Count the lines below that contain the string "tall". Give only the number.

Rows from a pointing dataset
•••

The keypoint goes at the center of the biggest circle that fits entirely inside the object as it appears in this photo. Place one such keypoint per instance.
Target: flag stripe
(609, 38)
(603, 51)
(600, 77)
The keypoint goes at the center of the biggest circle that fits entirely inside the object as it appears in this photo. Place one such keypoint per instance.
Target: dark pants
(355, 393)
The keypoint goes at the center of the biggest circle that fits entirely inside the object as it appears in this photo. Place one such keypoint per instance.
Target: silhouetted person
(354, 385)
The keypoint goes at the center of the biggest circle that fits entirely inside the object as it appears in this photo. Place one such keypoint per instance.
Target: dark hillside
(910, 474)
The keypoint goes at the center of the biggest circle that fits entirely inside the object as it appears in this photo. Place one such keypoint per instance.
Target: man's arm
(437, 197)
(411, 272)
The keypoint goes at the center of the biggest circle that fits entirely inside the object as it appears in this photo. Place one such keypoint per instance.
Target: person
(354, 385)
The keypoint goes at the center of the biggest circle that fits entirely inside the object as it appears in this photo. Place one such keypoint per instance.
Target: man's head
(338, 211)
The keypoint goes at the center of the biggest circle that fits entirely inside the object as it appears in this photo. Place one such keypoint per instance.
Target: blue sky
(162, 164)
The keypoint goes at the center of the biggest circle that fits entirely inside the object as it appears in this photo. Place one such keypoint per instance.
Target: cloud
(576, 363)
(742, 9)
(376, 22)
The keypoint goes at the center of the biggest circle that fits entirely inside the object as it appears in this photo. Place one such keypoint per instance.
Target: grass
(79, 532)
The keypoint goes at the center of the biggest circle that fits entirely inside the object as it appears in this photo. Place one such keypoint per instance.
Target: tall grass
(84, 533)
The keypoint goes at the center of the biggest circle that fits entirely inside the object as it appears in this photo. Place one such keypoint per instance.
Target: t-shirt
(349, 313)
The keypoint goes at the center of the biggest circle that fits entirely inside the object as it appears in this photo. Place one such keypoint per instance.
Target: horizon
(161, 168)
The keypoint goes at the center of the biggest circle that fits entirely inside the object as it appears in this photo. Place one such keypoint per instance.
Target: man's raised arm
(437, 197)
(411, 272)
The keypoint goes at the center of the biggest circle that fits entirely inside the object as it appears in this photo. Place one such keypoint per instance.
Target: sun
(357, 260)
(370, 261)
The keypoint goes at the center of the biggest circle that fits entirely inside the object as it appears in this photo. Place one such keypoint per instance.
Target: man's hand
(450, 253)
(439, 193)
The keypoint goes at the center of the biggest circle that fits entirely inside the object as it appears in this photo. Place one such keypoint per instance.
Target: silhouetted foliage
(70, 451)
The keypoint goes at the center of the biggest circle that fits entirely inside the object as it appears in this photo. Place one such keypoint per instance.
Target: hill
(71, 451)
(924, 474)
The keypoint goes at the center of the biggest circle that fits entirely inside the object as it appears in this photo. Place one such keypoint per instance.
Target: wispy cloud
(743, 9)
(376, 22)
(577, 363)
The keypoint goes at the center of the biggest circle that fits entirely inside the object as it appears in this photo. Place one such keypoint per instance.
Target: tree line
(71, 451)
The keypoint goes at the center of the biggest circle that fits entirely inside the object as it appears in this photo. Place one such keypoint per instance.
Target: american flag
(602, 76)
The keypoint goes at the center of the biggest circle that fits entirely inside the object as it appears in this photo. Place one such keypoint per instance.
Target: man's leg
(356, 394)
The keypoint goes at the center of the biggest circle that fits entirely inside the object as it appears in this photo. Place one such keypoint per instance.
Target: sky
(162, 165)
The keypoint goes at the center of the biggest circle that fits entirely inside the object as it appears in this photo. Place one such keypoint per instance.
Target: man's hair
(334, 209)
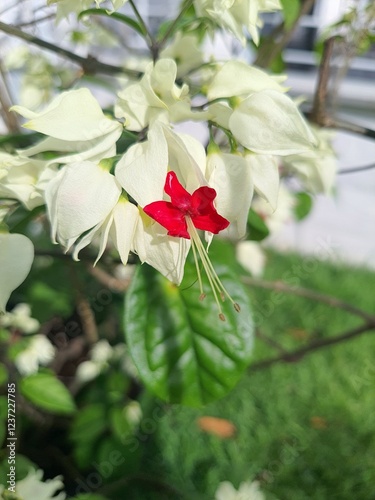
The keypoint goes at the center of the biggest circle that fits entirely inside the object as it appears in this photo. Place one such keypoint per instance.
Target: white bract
(317, 169)
(237, 15)
(20, 319)
(155, 97)
(231, 177)
(39, 352)
(276, 219)
(16, 258)
(76, 127)
(269, 122)
(238, 79)
(81, 196)
(246, 491)
(24, 179)
(142, 172)
(67, 7)
(185, 51)
(251, 257)
(235, 177)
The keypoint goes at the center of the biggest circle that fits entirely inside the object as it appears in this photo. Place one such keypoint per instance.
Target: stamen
(214, 281)
(202, 295)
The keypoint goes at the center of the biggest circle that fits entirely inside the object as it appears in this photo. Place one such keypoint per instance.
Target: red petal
(169, 217)
(205, 216)
(211, 221)
(180, 198)
(201, 199)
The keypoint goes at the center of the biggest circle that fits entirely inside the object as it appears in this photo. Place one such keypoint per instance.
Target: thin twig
(313, 346)
(148, 35)
(280, 37)
(268, 340)
(106, 279)
(280, 286)
(89, 64)
(9, 118)
(173, 25)
(319, 111)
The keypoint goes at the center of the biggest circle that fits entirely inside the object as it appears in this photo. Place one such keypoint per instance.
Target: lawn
(305, 429)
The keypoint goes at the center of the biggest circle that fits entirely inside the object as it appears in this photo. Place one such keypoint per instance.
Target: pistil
(218, 289)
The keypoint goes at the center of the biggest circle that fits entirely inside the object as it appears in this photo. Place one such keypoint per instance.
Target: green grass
(305, 429)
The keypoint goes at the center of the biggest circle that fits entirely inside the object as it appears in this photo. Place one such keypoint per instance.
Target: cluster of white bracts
(91, 195)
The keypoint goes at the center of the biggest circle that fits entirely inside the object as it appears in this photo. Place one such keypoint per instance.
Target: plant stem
(90, 65)
(174, 24)
(146, 32)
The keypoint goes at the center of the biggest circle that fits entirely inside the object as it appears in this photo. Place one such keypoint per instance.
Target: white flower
(275, 219)
(246, 491)
(100, 355)
(185, 51)
(24, 179)
(40, 351)
(120, 225)
(16, 258)
(251, 257)
(20, 318)
(32, 486)
(231, 177)
(316, 169)
(235, 15)
(268, 122)
(238, 79)
(155, 97)
(81, 196)
(67, 7)
(76, 127)
(142, 172)
(87, 371)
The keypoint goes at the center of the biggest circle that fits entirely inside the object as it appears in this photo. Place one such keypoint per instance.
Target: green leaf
(45, 391)
(119, 423)
(114, 15)
(291, 10)
(257, 228)
(183, 352)
(304, 204)
(23, 465)
(89, 423)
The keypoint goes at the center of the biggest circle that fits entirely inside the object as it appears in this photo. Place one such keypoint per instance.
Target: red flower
(198, 207)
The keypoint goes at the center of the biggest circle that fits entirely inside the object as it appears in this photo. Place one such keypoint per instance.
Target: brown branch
(280, 286)
(319, 111)
(109, 281)
(268, 340)
(280, 37)
(313, 346)
(84, 311)
(89, 64)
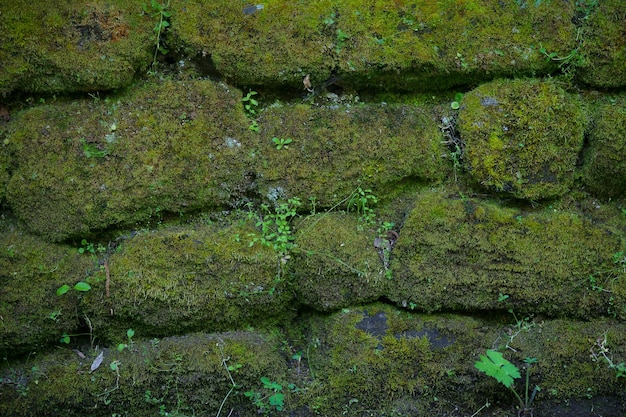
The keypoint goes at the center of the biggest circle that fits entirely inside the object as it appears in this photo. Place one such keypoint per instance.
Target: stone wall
(311, 207)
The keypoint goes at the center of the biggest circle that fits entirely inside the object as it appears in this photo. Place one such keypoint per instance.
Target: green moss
(166, 147)
(449, 245)
(75, 46)
(278, 44)
(409, 45)
(604, 167)
(33, 316)
(336, 265)
(5, 160)
(522, 137)
(604, 46)
(177, 375)
(179, 280)
(336, 148)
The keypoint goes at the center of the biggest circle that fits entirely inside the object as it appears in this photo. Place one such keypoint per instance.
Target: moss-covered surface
(337, 148)
(604, 167)
(460, 253)
(336, 264)
(403, 45)
(180, 376)
(604, 46)
(90, 164)
(373, 360)
(178, 280)
(522, 137)
(73, 45)
(110, 167)
(5, 161)
(31, 271)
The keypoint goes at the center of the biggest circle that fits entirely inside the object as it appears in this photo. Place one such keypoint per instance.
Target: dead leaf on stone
(97, 362)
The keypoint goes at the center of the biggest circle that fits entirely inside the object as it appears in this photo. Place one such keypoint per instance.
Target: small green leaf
(63, 289)
(497, 367)
(82, 286)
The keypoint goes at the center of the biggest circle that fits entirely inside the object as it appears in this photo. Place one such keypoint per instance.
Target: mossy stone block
(337, 148)
(31, 270)
(182, 375)
(73, 46)
(522, 137)
(604, 45)
(5, 161)
(161, 147)
(464, 254)
(336, 264)
(278, 43)
(409, 45)
(178, 280)
(604, 161)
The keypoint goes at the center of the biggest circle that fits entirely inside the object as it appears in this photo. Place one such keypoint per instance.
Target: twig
(108, 277)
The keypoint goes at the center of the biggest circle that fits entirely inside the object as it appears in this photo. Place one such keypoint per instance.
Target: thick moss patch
(604, 168)
(336, 148)
(174, 376)
(405, 45)
(179, 280)
(336, 265)
(604, 46)
(389, 362)
(465, 254)
(90, 164)
(73, 46)
(522, 137)
(32, 315)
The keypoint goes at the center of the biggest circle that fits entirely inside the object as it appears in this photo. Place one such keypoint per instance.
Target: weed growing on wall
(503, 371)
(600, 352)
(158, 11)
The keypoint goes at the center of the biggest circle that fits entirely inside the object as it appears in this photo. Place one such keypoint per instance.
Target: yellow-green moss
(90, 164)
(178, 280)
(73, 46)
(522, 137)
(337, 148)
(178, 375)
(5, 160)
(604, 167)
(335, 264)
(462, 253)
(604, 46)
(409, 45)
(32, 315)
(278, 44)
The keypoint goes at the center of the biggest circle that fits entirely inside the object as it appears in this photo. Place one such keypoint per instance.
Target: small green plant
(503, 371)
(281, 143)
(250, 105)
(342, 37)
(272, 400)
(275, 226)
(455, 105)
(600, 351)
(159, 12)
(80, 286)
(92, 151)
(129, 334)
(362, 201)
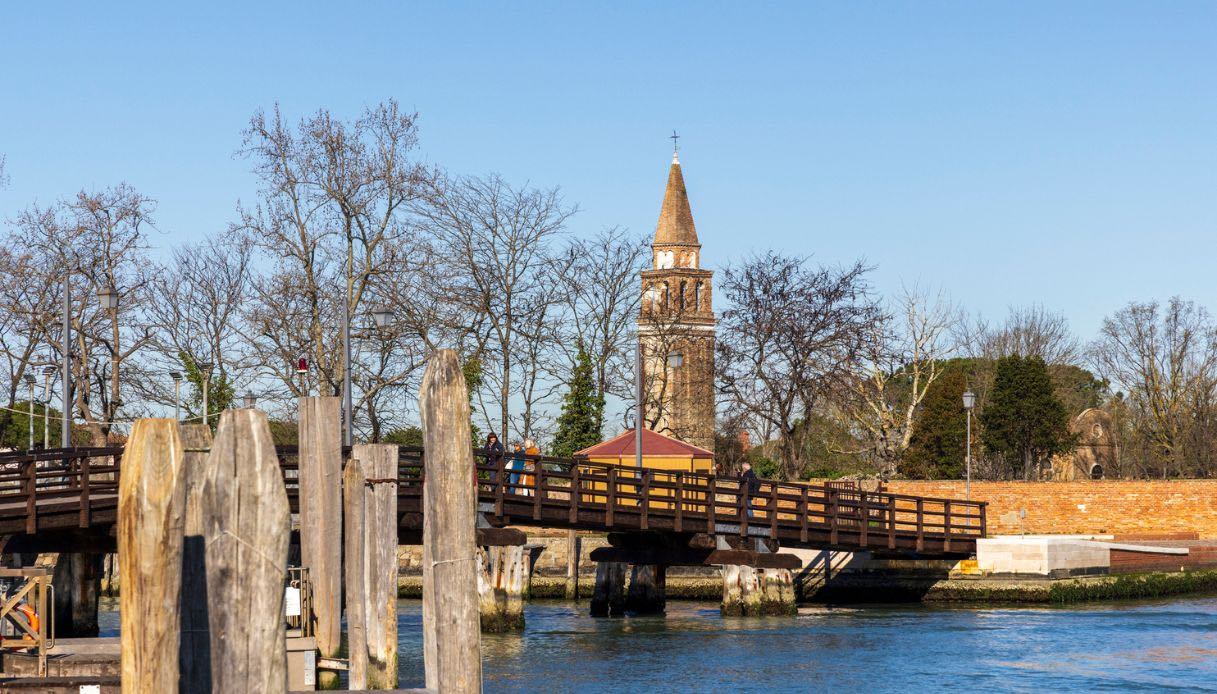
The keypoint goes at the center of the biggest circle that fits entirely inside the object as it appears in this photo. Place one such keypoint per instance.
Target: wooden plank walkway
(76, 488)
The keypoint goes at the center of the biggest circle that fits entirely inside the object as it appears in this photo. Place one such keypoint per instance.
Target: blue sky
(1026, 152)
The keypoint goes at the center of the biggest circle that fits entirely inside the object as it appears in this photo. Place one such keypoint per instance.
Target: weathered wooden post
(195, 651)
(151, 518)
(452, 644)
(572, 565)
(320, 513)
(609, 594)
(370, 496)
(503, 574)
(648, 589)
(246, 525)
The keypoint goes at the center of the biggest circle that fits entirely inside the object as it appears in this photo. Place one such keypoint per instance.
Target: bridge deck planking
(609, 497)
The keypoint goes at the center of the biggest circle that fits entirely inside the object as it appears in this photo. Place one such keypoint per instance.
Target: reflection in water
(901, 648)
(893, 648)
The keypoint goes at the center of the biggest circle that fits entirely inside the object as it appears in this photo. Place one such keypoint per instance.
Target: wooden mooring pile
(203, 532)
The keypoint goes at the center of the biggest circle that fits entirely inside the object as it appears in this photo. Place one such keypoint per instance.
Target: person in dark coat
(749, 480)
(493, 451)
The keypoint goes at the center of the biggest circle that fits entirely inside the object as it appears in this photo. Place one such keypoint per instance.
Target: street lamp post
(206, 369)
(969, 403)
(66, 380)
(177, 395)
(31, 380)
(638, 404)
(48, 371)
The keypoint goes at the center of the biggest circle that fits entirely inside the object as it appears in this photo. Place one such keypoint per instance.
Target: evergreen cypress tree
(1024, 420)
(579, 424)
(936, 448)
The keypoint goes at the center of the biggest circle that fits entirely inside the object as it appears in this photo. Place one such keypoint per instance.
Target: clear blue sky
(1021, 152)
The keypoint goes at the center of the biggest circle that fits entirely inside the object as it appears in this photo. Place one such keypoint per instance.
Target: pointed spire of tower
(676, 224)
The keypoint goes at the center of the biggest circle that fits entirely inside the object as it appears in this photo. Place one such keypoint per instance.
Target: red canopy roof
(654, 443)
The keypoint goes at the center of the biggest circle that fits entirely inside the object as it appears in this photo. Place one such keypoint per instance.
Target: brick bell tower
(676, 325)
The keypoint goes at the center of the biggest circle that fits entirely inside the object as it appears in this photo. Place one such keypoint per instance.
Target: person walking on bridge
(750, 481)
(493, 451)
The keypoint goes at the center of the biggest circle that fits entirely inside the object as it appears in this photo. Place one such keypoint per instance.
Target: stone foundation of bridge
(646, 594)
(77, 582)
(502, 577)
(757, 592)
(609, 594)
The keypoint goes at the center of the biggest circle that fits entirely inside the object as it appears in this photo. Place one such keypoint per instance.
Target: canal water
(1144, 645)
(897, 648)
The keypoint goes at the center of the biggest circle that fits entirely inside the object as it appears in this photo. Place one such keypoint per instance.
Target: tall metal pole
(638, 403)
(66, 431)
(968, 483)
(48, 371)
(32, 382)
(347, 438)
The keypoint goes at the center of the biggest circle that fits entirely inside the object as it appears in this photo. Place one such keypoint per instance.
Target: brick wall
(1106, 507)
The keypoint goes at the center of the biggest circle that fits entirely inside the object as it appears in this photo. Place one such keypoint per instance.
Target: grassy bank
(910, 589)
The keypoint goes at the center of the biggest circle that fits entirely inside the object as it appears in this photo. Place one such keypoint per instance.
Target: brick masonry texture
(1106, 507)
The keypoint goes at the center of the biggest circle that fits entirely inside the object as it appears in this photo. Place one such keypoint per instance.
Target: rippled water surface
(895, 648)
(903, 648)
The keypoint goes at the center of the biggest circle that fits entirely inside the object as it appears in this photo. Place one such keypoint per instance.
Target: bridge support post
(757, 592)
(646, 592)
(503, 574)
(609, 595)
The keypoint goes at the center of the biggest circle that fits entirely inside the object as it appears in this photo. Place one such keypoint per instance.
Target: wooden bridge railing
(578, 493)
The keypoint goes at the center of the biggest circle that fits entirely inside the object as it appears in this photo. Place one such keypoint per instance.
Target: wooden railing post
(85, 504)
(834, 509)
(742, 497)
(645, 501)
(575, 494)
(611, 496)
(31, 470)
(773, 510)
(891, 522)
(539, 487)
(802, 514)
(863, 510)
(920, 526)
(946, 526)
(679, 503)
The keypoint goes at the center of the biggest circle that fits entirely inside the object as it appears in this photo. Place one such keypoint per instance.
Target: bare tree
(899, 361)
(494, 244)
(97, 241)
(334, 216)
(790, 335)
(1027, 331)
(1165, 358)
(599, 278)
(196, 308)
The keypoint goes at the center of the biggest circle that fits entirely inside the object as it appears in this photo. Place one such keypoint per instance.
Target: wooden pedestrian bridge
(66, 501)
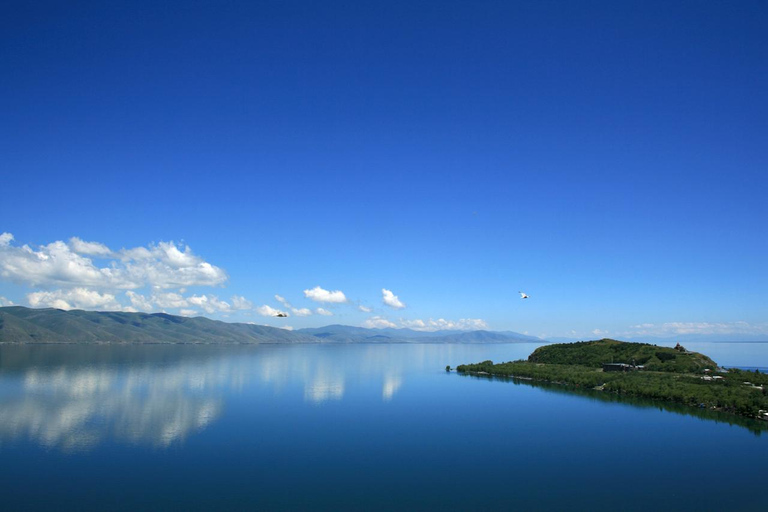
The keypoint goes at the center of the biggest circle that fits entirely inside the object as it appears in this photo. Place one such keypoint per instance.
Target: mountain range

•••

- **WRITTEN RESPONSE**:
2